■ Task brief: Display each line of the listing below that contains the string "cluster", copying every such line unchanged.

■ Supplied records:
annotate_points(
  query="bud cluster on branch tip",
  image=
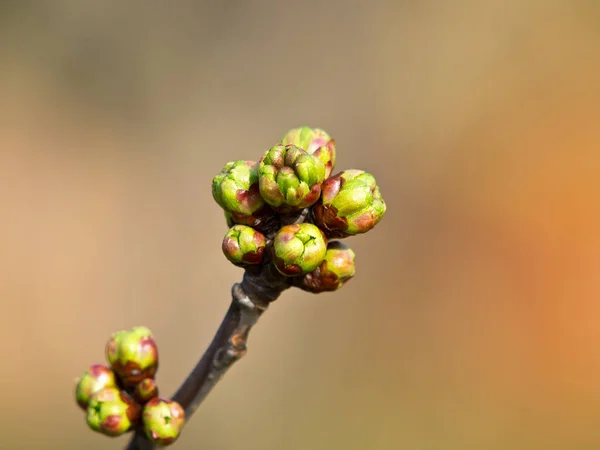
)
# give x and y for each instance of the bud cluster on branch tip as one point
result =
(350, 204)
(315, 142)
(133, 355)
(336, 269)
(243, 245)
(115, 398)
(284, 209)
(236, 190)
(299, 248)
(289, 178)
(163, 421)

==

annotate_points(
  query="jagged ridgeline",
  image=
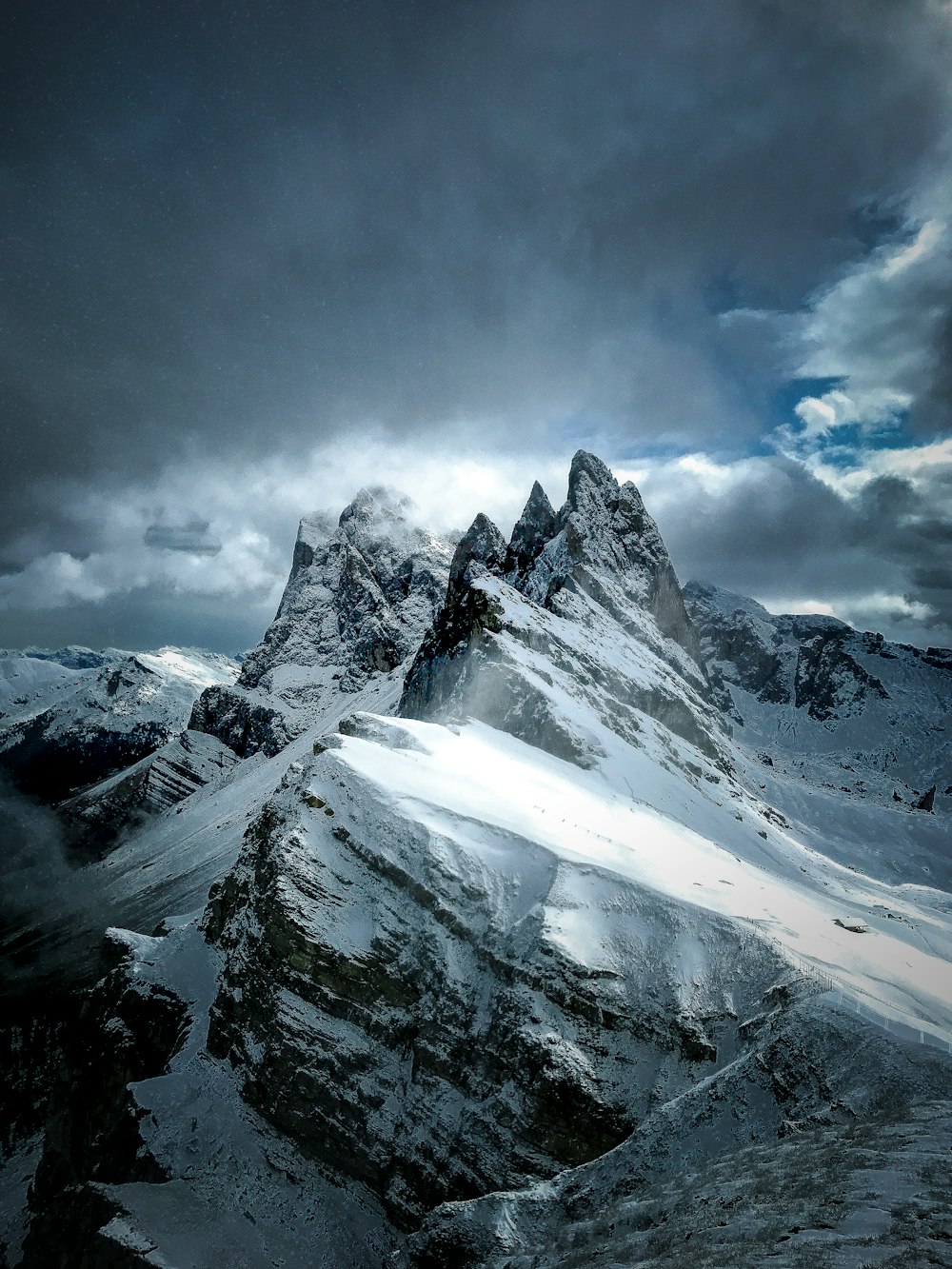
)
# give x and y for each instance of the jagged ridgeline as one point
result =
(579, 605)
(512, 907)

■ Written response:
  query="bud cluster on branch tip",
# give x and y for each instance of the bud cluster on branch tip as one point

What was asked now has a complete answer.